_Фрагмент текста_.
- - -
2 июля – день рождения замечательного прозаика Владимира Курносенко (1947–2012). Предлагаемая вниманию читателей «ЛГ» статья видного отечественного критика Аллы Марченко войдёт в посвящённый ему мемориальный сборник, который готовится к печати. В него будут включены также другие критические и мемуарные материалы и произведения писателя.
Думали: нищие мы,
нету у нас ничего,
А как стали одно за другим
терять,
Так, что сделался каждый день
Поминальным днём, –
Начали песни слагать
О великой щедрости Божьей
Да о нашем былом богатстве.
Слишком уж часто приходят на память ахматовские эти строки, хотя впрямую к Владимиру Курносенко вроде и не относятся. Среди ценителей ускользающей от ярлыков и ценников неуловимой его прозы быстроруких товароведов и нет, и не было. Как, впрочем, и организаторов «круто» реализованных презентаций. Куда показательней позиция Льва Аннинского. При всей своей сверхвостребованности без пристально-въедливого надзора-призора знаковых публикаций Курносенко Лев Александрович не оставлял. Откликался немедленно, не мешкая, не оглядываясь на коллег, что вообще-то не поощрялось в журнальной среде.
- - -
_Задания_.
A. Перечислите всё, что, согласно тексту о Владимире Курносенко, войдёт в готовящийся мемориальный сборник.
B. Ответьте по тексту о Владимире Курносенко:
(i) Каковы годы жизни Владимира Курносенко?
(ii) Какое издание предлагает статью вниманию читателей?
(iii) Чья позиция названа «куда показательней»?
C. Переведите на английский язык предложение из текста о Владимире Курносенко: «Откликался немедленно, не мешкая, не оглядываясь на коллег, что вообще-то не поощрялось в журнальной среде».
- - -
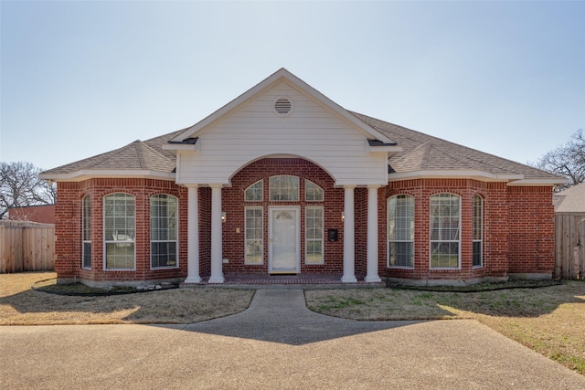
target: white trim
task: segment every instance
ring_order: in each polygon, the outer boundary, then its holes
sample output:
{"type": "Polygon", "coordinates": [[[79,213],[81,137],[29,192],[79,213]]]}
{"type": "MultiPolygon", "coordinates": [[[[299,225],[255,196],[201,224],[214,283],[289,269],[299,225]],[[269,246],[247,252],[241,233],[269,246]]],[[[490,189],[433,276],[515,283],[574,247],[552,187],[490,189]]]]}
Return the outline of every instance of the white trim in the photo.
{"type": "Polygon", "coordinates": [[[199,122],[194,124],[191,127],[186,128],[185,132],[181,132],[179,135],[175,137],[172,140],[172,142],[182,142],[186,138],[197,136],[197,134],[207,125],[211,124],[218,119],[221,118],[228,112],[231,111],[232,110],[237,108],[238,106],[239,106],[240,104],[242,104],[243,102],[250,99],[251,97],[261,93],[261,91],[269,89],[272,85],[282,80],[287,81],[292,87],[295,88],[296,90],[299,90],[299,92],[304,94],[305,96],[308,96],[310,98],[313,98],[318,100],[319,103],[321,103],[324,107],[331,110],[332,111],[339,115],[341,118],[343,118],[346,122],[358,128],[359,130],[364,132],[366,134],[368,134],[369,136],[374,137],[377,140],[379,140],[383,142],[393,143],[392,140],[390,140],[381,132],[378,132],[376,129],[369,126],[366,122],[362,121],[355,115],[349,113],[346,109],[344,109],[335,101],[331,100],[329,98],[327,98],[326,96],[319,92],[317,90],[314,89],[313,87],[311,87],[310,85],[308,85],[307,83],[305,83],[304,81],[303,81],[302,79],[300,79],[299,78],[297,78],[296,76],[294,76],[293,74],[292,74],[291,72],[289,72],[283,68],[279,69],[275,73],[273,73],[271,76],[269,76],[267,79],[261,81],[256,86],[248,90],[246,92],[242,93],[238,98],[234,99],[229,103],[226,104],[219,110],[216,111],[211,115],[205,118],[204,120],[200,121],[199,122]]]}
{"type": "Polygon", "coordinates": [[[296,237],[295,237],[295,245],[296,245],[296,269],[293,271],[286,271],[282,273],[300,273],[301,272],[301,206],[271,206],[268,207],[268,272],[270,274],[276,273],[279,271],[272,271],[272,241],[274,239],[274,235],[272,232],[272,214],[275,211],[286,211],[286,210],[294,210],[296,212],[296,237]]]}
{"type": "Polygon", "coordinates": [[[548,186],[556,184],[564,184],[568,182],[564,177],[558,177],[554,179],[522,179],[516,182],[509,183],[508,185],[521,186],[521,185],[532,185],[532,186],[548,186]]]}
{"type": "Polygon", "coordinates": [[[523,174],[492,174],[484,171],[475,170],[425,170],[425,171],[412,171],[403,173],[388,174],[388,182],[396,182],[405,179],[417,179],[417,178],[433,178],[433,179],[475,179],[484,182],[511,182],[516,180],[524,179],[523,174]]]}
{"type": "Polygon", "coordinates": [[[51,182],[82,182],[94,178],[144,178],[175,181],[176,174],[173,172],[158,172],[147,169],[81,169],[69,174],[40,174],[38,177],[51,182]]]}

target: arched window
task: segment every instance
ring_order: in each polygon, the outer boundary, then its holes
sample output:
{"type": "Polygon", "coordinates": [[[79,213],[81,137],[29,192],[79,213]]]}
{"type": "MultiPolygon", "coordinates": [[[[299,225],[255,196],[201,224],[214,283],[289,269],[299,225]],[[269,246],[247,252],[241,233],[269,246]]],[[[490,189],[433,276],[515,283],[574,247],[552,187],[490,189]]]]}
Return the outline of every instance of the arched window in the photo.
{"type": "Polygon", "coordinates": [[[134,269],[135,200],[128,194],[103,198],[105,269],[134,269]]]}
{"type": "Polygon", "coordinates": [[[81,201],[81,240],[83,246],[81,248],[83,262],[81,267],[84,269],[91,269],[91,198],[90,195],[83,196],[81,201]]]}
{"type": "Polygon", "coordinates": [[[484,266],[484,199],[473,196],[473,267],[484,266]]]}
{"type": "Polygon", "coordinates": [[[414,267],[414,196],[388,200],[388,266],[414,267]]]}
{"type": "Polygon", "coordinates": [[[431,268],[458,269],[461,253],[461,197],[431,196],[431,268]]]}
{"type": "Polygon", "coordinates": [[[264,199],[264,181],[259,180],[244,191],[244,200],[247,202],[261,202],[264,199]]]}
{"type": "Polygon", "coordinates": [[[178,267],[176,198],[170,195],[150,197],[150,264],[153,269],[178,267]]]}
{"type": "Polygon", "coordinates": [[[323,202],[323,188],[314,183],[304,181],[304,200],[307,202],[323,202]]]}
{"type": "Polygon", "coordinates": [[[271,201],[298,202],[299,178],[297,176],[272,176],[269,181],[271,201]]]}

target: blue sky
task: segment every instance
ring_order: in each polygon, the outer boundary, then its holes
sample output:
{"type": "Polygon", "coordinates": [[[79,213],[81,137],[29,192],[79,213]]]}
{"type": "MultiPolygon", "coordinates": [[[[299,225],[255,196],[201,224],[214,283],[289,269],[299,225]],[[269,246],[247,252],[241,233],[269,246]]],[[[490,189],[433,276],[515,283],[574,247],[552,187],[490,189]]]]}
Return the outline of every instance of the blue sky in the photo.
{"type": "Polygon", "coordinates": [[[585,128],[585,2],[0,2],[0,161],[190,126],[281,68],[347,110],[526,163],[585,128]]]}

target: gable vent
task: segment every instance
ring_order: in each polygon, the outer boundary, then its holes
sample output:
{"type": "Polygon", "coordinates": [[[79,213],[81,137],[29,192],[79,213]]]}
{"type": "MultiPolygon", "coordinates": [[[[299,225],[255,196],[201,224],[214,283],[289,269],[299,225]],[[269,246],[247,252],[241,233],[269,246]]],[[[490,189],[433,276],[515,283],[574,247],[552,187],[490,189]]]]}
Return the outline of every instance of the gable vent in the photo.
{"type": "Polygon", "coordinates": [[[274,111],[282,116],[289,115],[292,111],[292,102],[288,98],[279,98],[274,102],[274,111]]]}

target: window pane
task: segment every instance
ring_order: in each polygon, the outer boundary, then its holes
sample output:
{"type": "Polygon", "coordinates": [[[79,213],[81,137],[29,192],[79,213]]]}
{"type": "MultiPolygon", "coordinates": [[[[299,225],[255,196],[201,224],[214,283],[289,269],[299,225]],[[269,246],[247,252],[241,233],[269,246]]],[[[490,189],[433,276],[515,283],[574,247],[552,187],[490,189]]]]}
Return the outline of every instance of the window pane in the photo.
{"type": "Polygon", "coordinates": [[[264,181],[254,183],[244,192],[244,200],[249,202],[261,202],[263,199],[264,181]]]}
{"type": "Polygon", "coordinates": [[[305,263],[323,264],[323,207],[308,206],[304,210],[305,263]]]}
{"type": "Polygon", "coordinates": [[[299,178],[296,176],[272,176],[269,180],[270,200],[298,201],[299,178]]]}
{"type": "Polygon", "coordinates": [[[177,201],[170,195],[150,198],[151,267],[177,267],[177,201]]]}
{"type": "Polygon", "coordinates": [[[483,265],[484,199],[473,196],[473,267],[483,265]]]}
{"type": "Polygon", "coordinates": [[[461,198],[454,194],[431,196],[431,267],[458,268],[461,198]]]}
{"type": "Polygon", "coordinates": [[[391,267],[412,267],[414,265],[413,242],[390,242],[389,251],[391,267]]]}
{"type": "Polygon", "coordinates": [[[84,269],[91,268],[91,199],[90,195],[85,195],[82,201],[81,209],[81,240],[82,246],[82,267],[84,269]]]}
{"type": "Polygon", "coordinates": [[[112,194],[103,200],[106,269],[134,268],[134,197],[112,194]]]}
{"type": "Polygon", "coordinates": [[[414,197],[391,196],[388,207],[388,266],[414,267],[414,197]]]}
{"type": "Polygon", "coordinates": [[[263,208],[246,207],[246,264],[262,264],[264,254],[263,208]]]}

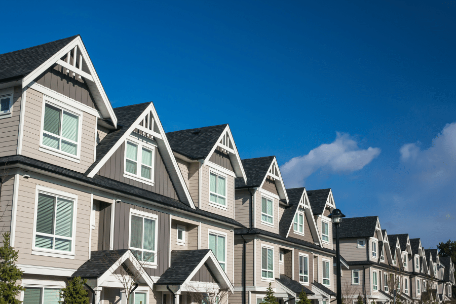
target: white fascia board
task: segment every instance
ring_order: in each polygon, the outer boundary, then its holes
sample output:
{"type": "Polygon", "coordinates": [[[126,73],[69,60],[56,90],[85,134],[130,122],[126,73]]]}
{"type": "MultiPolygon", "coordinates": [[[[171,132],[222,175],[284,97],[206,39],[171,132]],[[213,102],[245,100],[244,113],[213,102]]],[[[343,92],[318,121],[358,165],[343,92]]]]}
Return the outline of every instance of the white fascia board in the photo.
{"type": "Polygon", "coordinates": [[[101,82],[98,78],[98,75],[95,71],[92,61],[90,60],[90,57],[89,57],[89,54],[87,53],[87,51],[86,50],[84,43],[83,43],[80,36],[78,35],[72,41],[68,43],[60,51],[54,54],[50,58],[45,61],[40,66],[24,77],[22,80],[22,88],[23,89],[24,87],[28,86],[35,78],[53,64],[57,62],[61,57],[67,54],[68,52],[73,50],[76,46],[79,47],[79,49],[82,53],[81,55],[82,55],[84,60],[86,61],[87,66],[89,67],[90,74],[93,78],[93,83],[95,86],[92,85],[91,83],[92,82],[90,81],[87,83],[87,85],[91,91],[94,89],[97,91],[96,93],[98,94],[94,94],[95,92],[92,91],[92,96],[94,97],[97,105],[101,110],[103,118],[107,118],[109,117],[112,121],[114,126],[117,126],[117,118],[114,113],[114,110],[112,109],[111,103],[107,98],[107,96],[106,95],[106,92],[101,85],[101,82]],[[97,98],[97,96],[98,95],[99,95],[99,97],[97,98]]]}
{"type": "Polygon", "coordinates": [[[220,141],[221,140],[223,136],[226,133],[228,133],[230,140],[231,140],[233,143],[234,154],[230,153],[229,155],[229,157],[230,157],[230,159],[231,160],[232,163],[233,163],[233,169],[234,170],[235,173],[236,174],[236,177],[242,177],[244,179],[244,182],[247,183],[247,176],[245,175],[245,172],[244,171],[244,167],[242,166],[242,163],[241,162],[241,157],[239,156],[238,148],[236,147],[236,144],[233,138],[233,134],[231,133],[231,130],[230,129],[229,125],[227,125],[224,130],[221,132],[220,136],[218,137],[218,139],[217,139],[215,144],[214,144],[214,146],[211,149],[209,154],[207,155],[206,158],[203,161],[203,163],[206,164],[207,162],[209,161],[209,159],[211,158],[211,156],[212,156],[212,154],[214,153],[215,149],[217,148],[217,147],[219,146],[220,141]],[[234,154],[234,156],[232,156],[232,154],[234,154]]]}
{"type": "MultiPolygon", "coordinates": [[[[260,184],[260,188],[261,188],[263,186],[263,184],[264,183],[264,182],[266,181],[266,178],[268,176],[268,173],[269,171],[272,168],[272,166],[275,165],[276,167],[277,168],[277,172],[279,172],[279,179],[280,180],[279,182],[279,186],[278,187],[278,189],[277,190],[279,192],[279,197],[280,198],[281,200],[285,200],[287,204],[289,204],[289,200],[288,200],[288,196],[287,195],[287,189],[285,188],[285,184],[283,183],[283,180],[282,179],[282,174],[280,174],[280,169],[279,169],[279,166],[277,164],[277,160],[276,159],[276,157],[274,157],[274,159],[273,160],[273,161],[271,162],[271,165],[269,166],[269,168],[268,169],[268,171],[267,171],[266,174],[264,175],[264,177],[263,178],[263,181],[261,182],[261,183],[260,184]]],[[[277,180],[277,179],[276,180],[277,180]]]]}

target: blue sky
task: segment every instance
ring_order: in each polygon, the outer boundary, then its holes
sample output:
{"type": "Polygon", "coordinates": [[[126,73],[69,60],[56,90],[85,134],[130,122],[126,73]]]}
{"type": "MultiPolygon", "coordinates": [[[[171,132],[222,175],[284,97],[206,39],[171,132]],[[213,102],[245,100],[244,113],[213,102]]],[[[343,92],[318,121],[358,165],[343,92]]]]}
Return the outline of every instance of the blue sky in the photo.
{"type": "Polygon", "coordinates": [[[425,248],[456,238],[454,1],[3,8],[0,53],[80,34],[113,106],[153,101],[166,131],[228,123],[287,187],[425,248]]]}

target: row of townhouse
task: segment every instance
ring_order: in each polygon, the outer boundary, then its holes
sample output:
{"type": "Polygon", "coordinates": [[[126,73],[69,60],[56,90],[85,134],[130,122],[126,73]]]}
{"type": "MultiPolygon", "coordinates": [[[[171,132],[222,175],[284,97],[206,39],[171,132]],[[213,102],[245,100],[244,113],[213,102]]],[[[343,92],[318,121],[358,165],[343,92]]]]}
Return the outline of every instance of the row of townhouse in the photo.
{"type": "Polygon", "coordinates": [[[454,265],[408,234],[388,235],[378,216],[344,218],[339,227],[343,297],[356,302],[448,303],[454,298],[454,265]]]}
{"type": "Polygon", "coordinates": [[[97,304],[256,304],[270,283],[282,304],[335,298],[330,189],[286,189],[228,125],[166,133],[151,102],[113,108],[80,36],[0,55],[0,227],[25,304],[74,277],[97,304]]]}

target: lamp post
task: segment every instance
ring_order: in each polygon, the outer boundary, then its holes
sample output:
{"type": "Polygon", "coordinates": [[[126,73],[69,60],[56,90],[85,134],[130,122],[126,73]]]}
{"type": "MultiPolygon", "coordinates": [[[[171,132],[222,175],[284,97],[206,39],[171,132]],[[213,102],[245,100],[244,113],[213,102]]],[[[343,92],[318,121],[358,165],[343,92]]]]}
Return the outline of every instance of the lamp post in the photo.
{"type": "Polygon", "coordinates": [[[336,227],[336,277],[337,279],[337,304],[342,304],[342,288],[340,283],[340,253],[339,251],[339,224],[342,221],[342,218],[345,217],[338,209],[332,210],[332,213],[328,215],[331,218],[332,223],[336,227]]]}

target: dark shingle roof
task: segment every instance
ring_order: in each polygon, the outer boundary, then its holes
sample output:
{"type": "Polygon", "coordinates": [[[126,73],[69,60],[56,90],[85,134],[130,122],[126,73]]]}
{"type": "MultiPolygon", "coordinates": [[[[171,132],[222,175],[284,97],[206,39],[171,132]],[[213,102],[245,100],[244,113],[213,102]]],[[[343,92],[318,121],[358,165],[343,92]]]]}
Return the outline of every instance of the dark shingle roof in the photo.
{"type": "Polygon", "coordinates": [[[293,291],[293,292],[299,294],[301,290],[303,290],[307,294],[315,294],[315,292],[313,292],[312,290],[303,286],[300,283],[296,282],[289,277],[285,275],[280,275],[279,279],[276,279],[276,281],[278,281],[283,285],[293,291]]]}
{"type": "Polygon", "coordinates": [[[313,283],[312,284],[314,284],[315,286],[317,286],[317,287],[319,289],[321,290],[322,291],[326,292],[329,295],[335,296],[336,295],[336,293],[335,292],[334,292],[334,291],[333,291],[332,290],[331,290],[331,289],[330,289],[326,286],[324,286],[324,285],[320,284],[316,281],[314,281],[314,283],[313,283]]]}
{"type": "Polygon", "coordinates": [[[90,259],[81,265],[72,277],[98,278],[130,249],[91,251],[90,259]]]}
{"type": "Polygon", "coordinates": [[[330,191],[330,188],[307,191],[307,196],[314,214],[323,214],[325,212],[325,206],[330,191]]]}
{"type": "Polygon", "coordinates": [[[412,249],[412,254],[418,254],[418,249],[420,248],[420,239],[410,239],[410,246],[412,249]]]}
{"type": "Polygon", "coordinates": [[[195,270],[210,249],[173,250],[171,253],[171,267],[163,273],[157,285],[181,285],[195,270]]]}
{"type": "Polygon", "coordinates": [[[294,188],[287,189],[287,195],[288,197],[289,204],[283,211],[279,226],[280,229],[279,233],[283,237],[286,237],[290,226],[293,222],[293,218],[296,210],[299,207],[299,200],[302,196],[305,188],[294,188]]]}
{"type": "Polygon", "coordinates": [[[142,113],[150,102],[144,102],[132,104],[114,108],[114,112],[117,117],[117,129],[108,133],[97,145],[95,161],[86,171],[88,174],[98,164],[106,154],[111,149],[116,143],[119,141],[122,135],[128,130],[138,117],[142,113]]]}
{"type": "Polygon", "coordinates": [[[78,36],[79,35],[0,55],[0,81],[23,78],[78,36]]]}
{"type": "Polygon", "coordinates": [[[192,160],[205,159],[227,124],[166,133],[173,151],[192,160]]]}
{"type": "Polygon", "coordinates": [[[242,160],[242,166],[247,176],[247,183],[244,182],[241,178],[235,180],[235,187],[247,188],[247,187],[259,187],[264,176],[268,173],[268,169],[274,160],[275,156],[266,156],[254,159],[242,160]]]}
{"type": "MultiPolygon", "coordinates": [[[[373,237],[378,218],[376,215],[348,218],[346,217],[339,225],[339,237],[347,238],[373,237]]],[[[332,229],[334,230],[333,226],[333,225],[332,229]]],[[[333,232],[333,235],[335,236],[335,232],[333,232]]]]}
{"type": "Polygon", "coordinates": [[[209,218],[221,221],[238,227],[245,226],[242,224],[229,217],[202,210],[198,208],[193,209],[186,204],[177,200],[128,185],[113,179],[110,179],[104,176],[95,175],[91,178],[90,177],[88,177],[84,174],[77,171],[20,155],[0,158],[0,167],[7,164],[12,165],[15,164],[23,164],[40,170],[43,170],[48,172],[54,173],[67,178],[90,183],[94,186],[101,187],[129,196],[134,196],[138,198],[150,201],[151,202],[158,203],[168,207],[175,208],[182,211],[206,216],[209,218]]]}

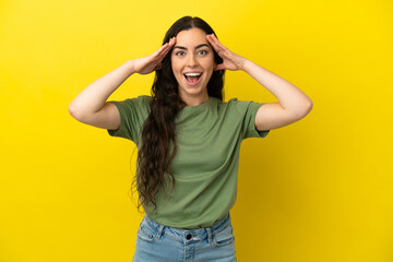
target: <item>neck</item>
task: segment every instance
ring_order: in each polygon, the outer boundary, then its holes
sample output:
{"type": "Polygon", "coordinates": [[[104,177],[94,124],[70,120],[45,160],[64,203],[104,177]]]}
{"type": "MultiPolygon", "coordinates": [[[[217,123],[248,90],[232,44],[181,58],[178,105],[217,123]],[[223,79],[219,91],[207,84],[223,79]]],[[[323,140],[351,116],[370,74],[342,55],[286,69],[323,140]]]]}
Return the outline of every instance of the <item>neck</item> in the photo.
{"type": "Polygon", "coordinates": [[[186,103],[187,106],[199,106],[205,102],[207,102],[210,96],[204,94],[203,96],[187,96],[181,97],[181,99],[186,103]]]}

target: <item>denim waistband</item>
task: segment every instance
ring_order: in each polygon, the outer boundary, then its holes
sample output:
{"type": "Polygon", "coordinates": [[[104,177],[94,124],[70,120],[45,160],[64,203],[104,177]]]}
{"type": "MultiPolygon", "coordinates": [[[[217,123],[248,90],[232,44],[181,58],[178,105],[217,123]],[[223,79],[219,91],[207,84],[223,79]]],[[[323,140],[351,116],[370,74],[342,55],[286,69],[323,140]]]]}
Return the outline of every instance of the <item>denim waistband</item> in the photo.
{"type": "Polygon", "coordinates": [[[156,238],[160,238],[160,236],[165,234],[167,237],[181,242],[190,238],[199,239],[199,240],[206,238],[212,239],[213,235],[218,234],[219,231],[224,230],[228,225],[231,225],[229,213],[224,218],[216,222],[213,226],[202,227],[196,229],[186,229],[186,228],[182,229],[182,228],[164,226],[153,221],[147,214],[145,214],[142,223],[144,222],[157,230],[155,236],[156,238]]]}

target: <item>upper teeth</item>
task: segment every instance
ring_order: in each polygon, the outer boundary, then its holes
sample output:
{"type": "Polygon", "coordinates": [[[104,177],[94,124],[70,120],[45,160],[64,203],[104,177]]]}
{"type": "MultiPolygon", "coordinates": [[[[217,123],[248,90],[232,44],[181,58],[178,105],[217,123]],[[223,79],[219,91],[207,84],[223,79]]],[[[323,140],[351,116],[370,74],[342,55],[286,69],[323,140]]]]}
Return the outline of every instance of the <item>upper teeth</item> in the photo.
{"type": "Polygon", "coordinates": [[[201,73],[187,73],[186,75],[187,76],[198,76],[198,75],[201,75],[201,73]]]}

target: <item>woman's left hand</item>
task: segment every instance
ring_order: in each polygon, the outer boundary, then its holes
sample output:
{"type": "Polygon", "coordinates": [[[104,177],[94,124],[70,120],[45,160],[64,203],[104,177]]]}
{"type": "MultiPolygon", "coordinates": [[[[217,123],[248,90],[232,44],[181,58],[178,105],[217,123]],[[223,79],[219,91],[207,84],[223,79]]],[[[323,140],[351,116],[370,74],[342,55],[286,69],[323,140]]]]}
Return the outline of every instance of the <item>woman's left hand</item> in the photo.
{"type": "Polygon", "coordinates": [[[227,47],[218,41],[214,34],[206,35],[206,39],[213,46],[218,56],[223,59],[223,63],[217,64],[214,70],[243,70],[245,61],[247,60],[246,58],[231,52],[227,47]]]}

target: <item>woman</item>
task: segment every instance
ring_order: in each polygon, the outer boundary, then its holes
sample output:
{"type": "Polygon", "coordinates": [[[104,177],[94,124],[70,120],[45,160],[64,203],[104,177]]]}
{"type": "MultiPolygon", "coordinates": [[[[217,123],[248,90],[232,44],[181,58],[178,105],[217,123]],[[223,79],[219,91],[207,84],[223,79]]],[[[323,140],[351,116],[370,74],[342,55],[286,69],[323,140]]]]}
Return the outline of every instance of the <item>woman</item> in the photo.
{"type": "Polygon", "coordinates": [[[153,55],[129,60],[70,104],[79,121],[132,140],[145,216],[133,261],[236,261],[229,210],[240,143],[303,118],[311,99],[222,45],[211,26],[184,16],[153,55]],[[225,70],[242,70],[278,103],[223,102],[225,70]],[[133,73],[156,76],[151,96],[106,102],[133,73]]]}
- - -
_Решённые задачи_.
A.
- Статья Аллы Марченко
- Другие критические материалы
- Мемуарные материалы
- Произведения писателя

B.
(i) 1947–2012.
(ii) «ЛГ».
(iii) Позиция Льва Аннинского.

C. He responded at once, without delay and without looking over his shoulder at his colleagues, which, as a matter of fact, was not encouraged in the magazine world.